═══ Supplied information

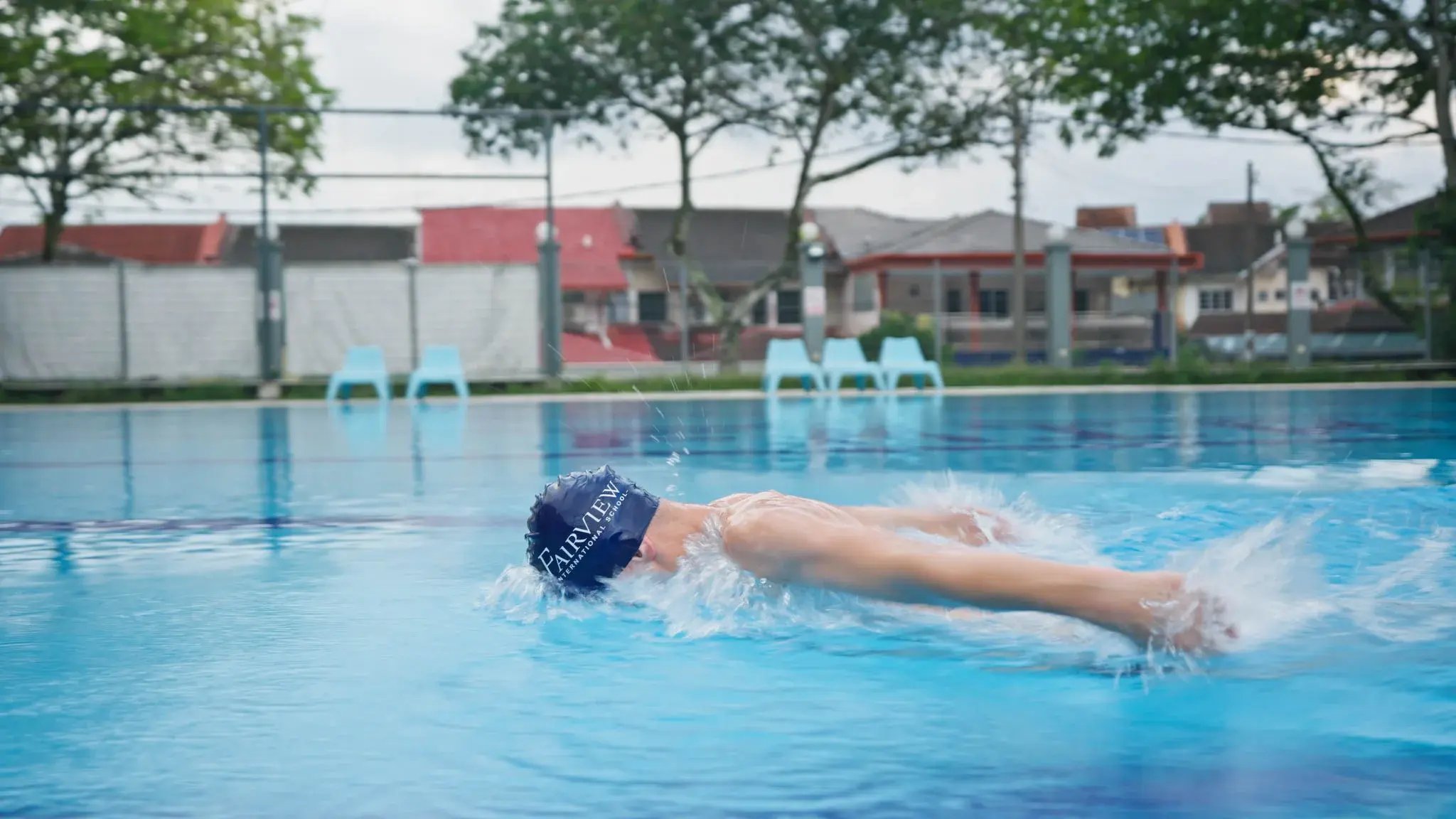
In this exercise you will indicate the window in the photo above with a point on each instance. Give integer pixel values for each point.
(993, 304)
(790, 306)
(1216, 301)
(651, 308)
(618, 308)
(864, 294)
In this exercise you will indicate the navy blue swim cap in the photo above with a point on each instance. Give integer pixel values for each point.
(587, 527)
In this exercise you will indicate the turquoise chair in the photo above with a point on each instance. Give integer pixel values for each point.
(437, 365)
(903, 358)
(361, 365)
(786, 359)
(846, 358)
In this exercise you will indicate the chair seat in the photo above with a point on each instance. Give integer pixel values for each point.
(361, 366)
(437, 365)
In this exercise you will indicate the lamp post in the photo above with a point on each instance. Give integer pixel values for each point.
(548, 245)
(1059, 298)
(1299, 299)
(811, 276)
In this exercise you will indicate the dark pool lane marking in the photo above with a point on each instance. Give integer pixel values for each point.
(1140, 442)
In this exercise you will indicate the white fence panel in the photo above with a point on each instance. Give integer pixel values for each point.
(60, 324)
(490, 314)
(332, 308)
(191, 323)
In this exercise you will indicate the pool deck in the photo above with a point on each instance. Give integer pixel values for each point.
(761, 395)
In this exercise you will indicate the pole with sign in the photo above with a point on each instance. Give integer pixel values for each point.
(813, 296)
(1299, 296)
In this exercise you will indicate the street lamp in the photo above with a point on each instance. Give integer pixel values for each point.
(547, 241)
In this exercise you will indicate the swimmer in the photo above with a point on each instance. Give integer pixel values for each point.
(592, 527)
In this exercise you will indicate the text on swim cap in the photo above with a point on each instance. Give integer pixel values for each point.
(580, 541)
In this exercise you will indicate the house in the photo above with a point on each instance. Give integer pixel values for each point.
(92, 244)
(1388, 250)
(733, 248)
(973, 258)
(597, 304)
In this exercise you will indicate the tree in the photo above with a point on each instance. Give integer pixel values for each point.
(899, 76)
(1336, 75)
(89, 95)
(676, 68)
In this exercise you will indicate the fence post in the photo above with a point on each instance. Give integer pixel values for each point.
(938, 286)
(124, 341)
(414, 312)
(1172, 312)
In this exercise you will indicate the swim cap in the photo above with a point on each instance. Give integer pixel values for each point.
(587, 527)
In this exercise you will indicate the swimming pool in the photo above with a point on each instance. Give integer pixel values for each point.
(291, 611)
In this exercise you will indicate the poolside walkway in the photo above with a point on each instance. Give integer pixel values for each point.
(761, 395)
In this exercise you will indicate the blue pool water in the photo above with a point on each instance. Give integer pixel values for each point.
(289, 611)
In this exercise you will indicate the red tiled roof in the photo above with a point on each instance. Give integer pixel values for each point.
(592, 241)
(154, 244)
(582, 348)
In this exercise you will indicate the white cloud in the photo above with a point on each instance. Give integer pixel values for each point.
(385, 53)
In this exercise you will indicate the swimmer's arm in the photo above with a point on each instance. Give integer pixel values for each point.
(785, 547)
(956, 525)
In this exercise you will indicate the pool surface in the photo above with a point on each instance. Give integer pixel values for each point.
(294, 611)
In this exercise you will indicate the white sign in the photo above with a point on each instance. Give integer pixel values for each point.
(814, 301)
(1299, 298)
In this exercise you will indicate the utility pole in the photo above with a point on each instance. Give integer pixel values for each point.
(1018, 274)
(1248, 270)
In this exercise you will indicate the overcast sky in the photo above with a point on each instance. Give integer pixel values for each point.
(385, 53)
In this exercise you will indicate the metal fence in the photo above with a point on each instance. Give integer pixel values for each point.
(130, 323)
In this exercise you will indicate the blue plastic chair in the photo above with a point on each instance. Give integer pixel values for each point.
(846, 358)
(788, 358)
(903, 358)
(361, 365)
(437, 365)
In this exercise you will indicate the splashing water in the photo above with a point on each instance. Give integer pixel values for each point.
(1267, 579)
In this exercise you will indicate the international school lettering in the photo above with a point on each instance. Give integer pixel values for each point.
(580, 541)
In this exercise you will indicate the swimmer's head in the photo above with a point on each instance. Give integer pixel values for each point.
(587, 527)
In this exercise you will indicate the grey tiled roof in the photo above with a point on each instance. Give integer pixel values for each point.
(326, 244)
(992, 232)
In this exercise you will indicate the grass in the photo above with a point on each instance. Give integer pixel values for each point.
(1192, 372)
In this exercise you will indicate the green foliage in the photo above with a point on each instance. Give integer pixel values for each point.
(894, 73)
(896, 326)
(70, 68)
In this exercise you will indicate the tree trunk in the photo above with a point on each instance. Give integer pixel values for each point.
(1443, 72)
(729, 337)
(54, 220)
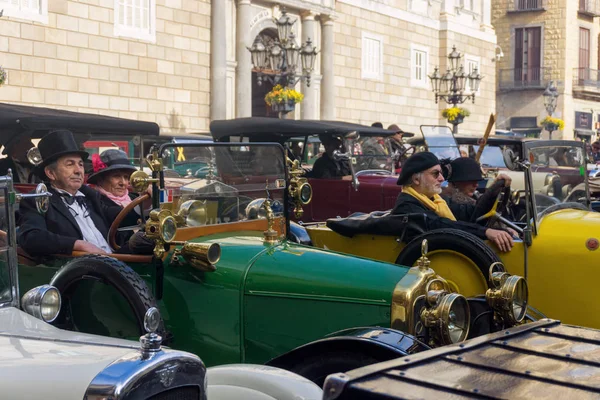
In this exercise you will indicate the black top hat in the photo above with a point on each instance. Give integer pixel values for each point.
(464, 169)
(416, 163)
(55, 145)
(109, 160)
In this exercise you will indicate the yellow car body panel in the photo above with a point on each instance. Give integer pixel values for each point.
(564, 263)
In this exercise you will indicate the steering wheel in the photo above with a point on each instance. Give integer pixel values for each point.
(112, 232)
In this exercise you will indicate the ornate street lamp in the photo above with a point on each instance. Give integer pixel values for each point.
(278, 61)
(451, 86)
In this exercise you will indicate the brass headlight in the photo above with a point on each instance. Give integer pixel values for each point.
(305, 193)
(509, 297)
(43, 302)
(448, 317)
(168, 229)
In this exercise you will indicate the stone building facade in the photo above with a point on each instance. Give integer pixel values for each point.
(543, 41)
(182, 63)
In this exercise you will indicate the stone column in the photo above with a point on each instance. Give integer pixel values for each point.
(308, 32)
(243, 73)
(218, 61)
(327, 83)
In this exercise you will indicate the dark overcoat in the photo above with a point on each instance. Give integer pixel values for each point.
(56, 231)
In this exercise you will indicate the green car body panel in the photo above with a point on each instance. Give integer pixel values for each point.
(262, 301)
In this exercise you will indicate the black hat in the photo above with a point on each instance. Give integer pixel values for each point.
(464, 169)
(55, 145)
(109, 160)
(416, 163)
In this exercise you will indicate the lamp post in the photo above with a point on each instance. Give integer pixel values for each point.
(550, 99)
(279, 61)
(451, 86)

══════

> _Activity_: Wherever a picture appears in the records, omit it, and transcribe everything else exactly.

> _Response_:
In this exercise you will indicate the window in the photo above with a point on each instance. Give integer pixel values for each point.
(993, 304)
(790, 306)
(1216, 301)
(651, 308)
(618, 308)
(864, 294)
In this exercise you will indicate the navy blue swim cap in the photo above with a point on each instance. Give integer pixel values for each point.
(587, 527)
In this exercise you will indicate the turquoise chair in the photo above with a point on each instance. Give integer pixel values for each point.
(437, 365)
(903, 358)
(361, 365)
(786, 359)
(846, 358)
In this exercise you will indicate the chair seat in the photo above with a point on each instance. Give integer pixel values for each point.
(361, 366)
(437, 365)
In this exercise you will indicate the lamp post in the photo above with a point on each instance. Give integer pixel values for each point.
(548, 245)
(1059, 298)
(1299, 299)
(811, 276)
In this exercise you will indicate the dark pool lane marking in the photo above with a point on each instance. Give integer pixel values for each point.
(1140, 442)
In this exercise you will indicate the white fence panel in the photo above with a point on each instance. Give integer pixel values for each point.
(60, 324)
(490, 314)
(332, 308)
(191, 323)
In this exercise you will indicate the pool deck in the photo above with a point on each instance. Give integer pixel values for each point.
(761, 395)
In this exercise you will indicate the pole with sign in the photo above with a point on each instance. Give integer pixel values for each point.
(813, 296)
(1299, 296)
In this exercise you will indicate the street lamp in the photo above with a point on each instance. Give integer pixel values for each point.
(547, 241)
In this exercise you will indicate the swimmer in the photo above with a point on each instance. Give integer pixel values for each point.
(592, 527)
In this exercise you will indicate the text on swim cap in the photo above with a point on each instance. Give integer pixel values for each point.
(580, 541)
In this exercise you will indicate the house in the photo above with a point on each instance. Give integer pixel values for each point.
(92, 244)
(1388, 250)
(733, 248)
(973, 258)
(597, 304)
In this exercise you will indicate the tree in the photo above with a point on each instance. Give integer pixel values for each point.
(899, 76)
(1336, 75)
(89, 95)
(676, 68)
In this exercise you will indicate the fence post in the photo above with a point on each instance. Give integer pixel values for each point.
(938, 286)
(124, 341)
(414, 312)
(1172, 312)
In this exercise you will indicate the swim cap in the photo above with a point on each instance. Give integer pixel values for each point.
(587, 527)
In this exercise you will indicate the swimming pool in the photo above with a point on each instance. Give integer pixel values for each point.
(291, 611)
In this exercise you will indicate the poolside walkway in the photo above with a point on each instance. Give integer pixel values for each point.
(761, 395)
In this exercise you will indicate the blue pool water in the photo above with a point on each instance. Give integer pixel values for each point.
(289, 611)
In this exercise you will indicate the red tiled roof in the photo above with a point on each instance. Give integer pixel values for each point.
(592, 241)
(154, 244)
(582, 348)
In this exercise you will indicate the white cloud in the photo above with a point on each instance. Give integer pixel values for each point.
(385, 53)
In this exercise you will indicate the swimmer's arm in the photo above with a point on each instance. Give integer pixel values for each point.
(785, 547)
(956, 525)
In this exercise you will indicate the pool surface in the photo above with a point on each instance. Give integer pixel values for each point.
(294, 611)
In this exercise you will indicate the white sign in the photo above with a point on each instance. Give integer pixel values for each point.
(814, 301)
(1299, 298)
In this exercise you will indicate the utility pole in the photo above with a point on each instance. Give integer pixel values for each point.
(1018, 274)
(1248, 270)
In this exercise you will indicate the overcast sky in the photo above with a point on each instance. Give integer pixel values for each point.
(385, 53)
In this exercise you will indicate the metal fence in the photo above with a point on each instance. Give integer pixel values for each point.
(130, 323)
In this exercise you will indicate the blue plastic chair in the photo above with a point on each instance. Give integer pixel values for each point.
(846, 358)
(788, 358)
(903, 358)
(361, 365)
(437, 365)
In this exercise you will indicate the splashing water in the photo above with a point on each instance. Give integer pixel values for each point.
(1267, 579)
In this exercise you will indicate the international school lettering in the photo above with a point on each instance. Give integer pixel values for each point.
(580, 541)
In this exercise you will indicate the swimmer's head in the photo above with a point on each instance. Give integer pixel values for each point.
(587, 527)
In this exercise you will indicate the grey tiled roof in the photo above with a point on each instance. Give integer pixel values for each point.
(326, 244)
(992, 232)
In this exercise you will indicate the grass in the photo above with a point on each instance. Give integer pixel values for each point.
(1192, 372)
In this exercise you will indicate the green foliage in the photo above with a point on each instance. Give integer pixel values for each point.
(894, 73)
(896, 326)
(70, 68)
In this exercise you will indicate the tree trunk in the photo above with a point on each instance. Give integer pixel values for each point.
(1443, 72)
(729, 337)
(54, 220)
In this exercise you will indicate the black top hat in the photo above with a point on each instance. Give integer pixel values for each point.
(464, 169)
(416, 163)
(55, 145)
(109, 160)
In this exercise you will indicate the yellow car body panel in the photo above with a point on each instance. Give integer pixel values for each point.
(564, 263)
In this exercise you will indicate the steering wheel in the photo above with a point on each instance. Give integer pixel values for each point.
(112, 232)
In this exercise you will indicate the ornate street lamp in the photo above with a point on each instance. Give integer pixel values for each point.
(278, 61)
(451, 86)
In this exercise you will indicate the brass headlight in the photo above with a point on each instance. Give integer pixel values for each point.
(305, 193)
(509, 297)
(43, 302)
(448, 317)
(168, 229)
In this exercise you will indicate the stone building facade in the photo above with a point on each instance. Give integer pixel values for each point.
(543, 41)
(182, 63)
In this exercise you will indicate the stone column in the photo above with a point on each instance. Give integer pixel values for each point.
(308, 32)
(243, 73)
(218, 61)
(327, 83)
In this exercise you will indicate the dark overcoat in the photo above with a point on each instance. Give integer pixel values for each point.
(56, 231)
In this exercise you will indicate the green car body panel in the photo above with a point on each instance. Give integer pixel values for each point.
(262, 301)
In this exercise you will indicate the black hat in the photo above with a point on each instance. Give integer pixel values for each point.
(464, 169)
(55, 145)
(109, 160)
(416, 163)
In this exercise you will indicate the lamp post in the photo above with a point on each instance. Give integer pixel values for each point.
(550, 99)
(279, 61)
(451, 86)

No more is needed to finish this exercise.